EXTRACTED TEXT —
○ ○ ○ ○ ○

Matthew Hopkins (c. 1620 – 12 August 1647) was an English witch-hunter whose career flourished during the English Civil War. He claimed to hold the office of Witchfinder General, although that title was never bestowed by Parliament. His witch-hunts mainly took place in East Anglia.

Hopkins' witch-finding career began in March 1644 and lasted until his retirement in 1647. He and his associates were responsible for more people being hanged for witchcraft than in the previous 100 years, and were solely responsible for the increase in witch trials during those years. He is believed to have been responsible for the deaths of 300 women between the years 1644 and 1646. It has been estimated that all of the English witch trials between the early 15th and late 18th centuries resulted in fewer than 500 executions for witchcraft. Therefore, presuming the number executed as a result of "investigations" by Hopkins and his colleague John Stearne is at the lower end of the various estimates, their efforts accounted for about 60 per cent of the total; in the 14 months of their crusade Hopkins and Stearne sent to the gallows more people than all the other witch-hunters in England of the previous 160 years.

Very little is known of Matthew Hopkins before 1644, and there are no surviving contemporary documents concerning him or his family. He was born in Great Wenham, Suffolk and was the fourth son of six children. His father, James Hopkins, was a Puritan clergyman and vicar of St John's of Great Wenham, in Suffolk. The family at one point held title "to lands and tenements in Framlingham 'at the castle'". His father was popular with his parishioners, one of whom in 1619 left money to purchase Bibles for his then three children James, John and Thomas. Thus Matthew Hopkins could not have been born before 1619, and could not have been older than 28 when he died, but he may have been as young as 25. Although James Hopkins had died in 1634, when William Dowsing, commissioned in 1643 by the Parliamentarians in Manchester "for the destruction of monuments of idolatry and superstition", visited the parish in 1645 he noted that "there was nothing to reform". Hopkins' brother John became Minister of South Fambridge in 1645 but was removed from the post one year later for neglecting his work.

○ ○ ○ ○ ○

PROBLEM A — In the Matthew Hopkins text, where did his witch-hunts mainly take place?
PROBLEM B — Copy the passage of the Matthew Hopkins text starting with "Matthew Hopkins (c. 1620 –" and going on through "in East Anglia.".

○ ○ ○ ○ ○

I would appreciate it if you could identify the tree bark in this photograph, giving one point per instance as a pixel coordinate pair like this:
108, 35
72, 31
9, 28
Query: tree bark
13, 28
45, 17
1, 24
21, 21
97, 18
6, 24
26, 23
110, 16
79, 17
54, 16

○ ○ ○ ○ ○

WRITTEN REPLY A — East Anglia

WRITTEN REPLY B —
Matthew Hopkins (c. 1620 – 12 August 1647) was an English witch-hunter whose career flourished during the English Civil War. He claimed to hold the office of Witchfinder General, although that title was never bestowed by Parliament. His witch-hunts mainly took place in East Anglia.